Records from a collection
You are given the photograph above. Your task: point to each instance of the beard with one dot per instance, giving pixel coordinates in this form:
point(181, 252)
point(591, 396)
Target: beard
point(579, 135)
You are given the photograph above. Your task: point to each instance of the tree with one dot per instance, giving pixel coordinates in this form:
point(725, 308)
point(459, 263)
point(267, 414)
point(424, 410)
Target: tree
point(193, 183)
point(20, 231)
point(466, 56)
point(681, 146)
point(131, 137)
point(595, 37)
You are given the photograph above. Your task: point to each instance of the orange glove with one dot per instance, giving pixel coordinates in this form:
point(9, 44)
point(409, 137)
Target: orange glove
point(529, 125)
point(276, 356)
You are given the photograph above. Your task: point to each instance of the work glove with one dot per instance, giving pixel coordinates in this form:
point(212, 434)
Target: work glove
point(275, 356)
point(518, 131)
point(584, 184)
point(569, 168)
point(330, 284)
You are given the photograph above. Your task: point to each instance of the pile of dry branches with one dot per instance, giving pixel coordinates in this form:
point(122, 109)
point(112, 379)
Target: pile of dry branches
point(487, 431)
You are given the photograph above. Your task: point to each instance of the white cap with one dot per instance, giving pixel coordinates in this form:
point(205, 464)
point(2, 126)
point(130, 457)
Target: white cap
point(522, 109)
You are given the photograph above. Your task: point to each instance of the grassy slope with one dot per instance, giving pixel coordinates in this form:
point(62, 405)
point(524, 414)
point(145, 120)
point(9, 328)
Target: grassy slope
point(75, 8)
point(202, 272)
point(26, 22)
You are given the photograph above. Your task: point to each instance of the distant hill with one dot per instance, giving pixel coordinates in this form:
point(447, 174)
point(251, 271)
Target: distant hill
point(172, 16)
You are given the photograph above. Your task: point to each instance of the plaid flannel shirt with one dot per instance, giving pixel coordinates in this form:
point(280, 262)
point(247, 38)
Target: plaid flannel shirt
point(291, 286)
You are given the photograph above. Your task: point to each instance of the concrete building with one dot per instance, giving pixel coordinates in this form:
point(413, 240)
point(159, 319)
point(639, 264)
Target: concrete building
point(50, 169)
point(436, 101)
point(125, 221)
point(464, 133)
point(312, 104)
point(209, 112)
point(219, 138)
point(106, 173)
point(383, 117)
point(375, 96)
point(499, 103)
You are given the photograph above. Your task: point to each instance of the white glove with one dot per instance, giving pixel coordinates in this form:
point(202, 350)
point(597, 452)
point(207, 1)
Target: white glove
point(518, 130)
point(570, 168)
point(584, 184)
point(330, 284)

#### EXERCISE DIRECTIONS:
Word for word, reproduce every line of the data.

#### RESPONSE BELOW:
You are given the photograph above. Your task: point to each instance of the beard with one dot per instance, giving pixel coordinates in this form:
point(181, 252)
point(591, 396)
Target: beard
point(579, 135)
You are given the photograph above. Your task: point to each instance of the tree with one dot per instance, giving pixel coordinates in this form:
point(725, 308)
point(459, 263)
point(267, 414)
point(424, 410)
Target: tree
point(193, 183)
point(20, 231)
point(466, 56)
point(681, 146)
point(131, 137)
point(595, 37)
You are given the photograph above. Your task: point to each instance of the orange glove with one dot per instance, giving pixel coordinates in this form:
point(9, 44)
point(409, 137)
Target: orange glove
point(529, 125)
point(276, 356)
You are given the photograph above. Your task: point to each instance of the work glove with one dot per instance, giving pixel coordinates in this form:
point(212, 434)
Target: work glove
point(275, 356)
point(518, 131)
point(584, 184)
point(569, 168)
point(330, 284)
You are given the photograph above. Your task: point to each instance of the pile of dry branches with one dot per instance, giving pixel coordinates in this form:
point(122, 109)
point(112, 379)
Target: pile of dry branches
point(487, 431)
You are given the photograph above. Your task: point to each instance of the white cap with one dot per instance, giving pixel coordinates in this form:
point(205, 464)
point(2, 126)
point(130, 457)
Target: white cap
point(522, 109)
You are given the photograph above. Your task: point to each instance of the grassy slope with one dot per instance, giving pixel coordinates in this form:
point(62, 405)
point(524, 414)
point(145, 120)
point(9, 328)
Target: grassy slope
point(75, 8)
point(202, 272)
point(26, 22)
You are given the photograph above. Your task: point to each instance of the distant hill with one dot per instance, giving pixel coordinates in this form:
point(447, 174)
point(251, 271)
Target: distant hill
point(172, 16)
You are given the photograph above. Your task: point to each instance of the plaid flannel shirt with one dot per instance, giving pixel coordinates in this form:
point(280, 262)
point(247, 38)
Target: plaid flannel shirt
point(291, 286)
You are given the photograph above. Your task: point to each instance of the concrete building with one dot per instance, giving pixel coordinates in this form:
point(413, 240)
point(159, 319)
point(639, 264)
Target: concrete building
point(50, 169)
point(436, 101)
point(125, 221)
point(464, 133)
point(312, 104)
point(209, 112)
point(219, 138)
point(106, 173)
point(383, 117)
point(375, 96)
point(499, 103)
You are given the photograph above. Your task: point to each instance of the white glove with one dot per instance, giving pixel coordinates in this form:
point(202, 350)
point(597, 452)
point(207, 1)
Target: white glove
point(518, 130)
point(570, 168)
point(584, 184)
point(330, 284)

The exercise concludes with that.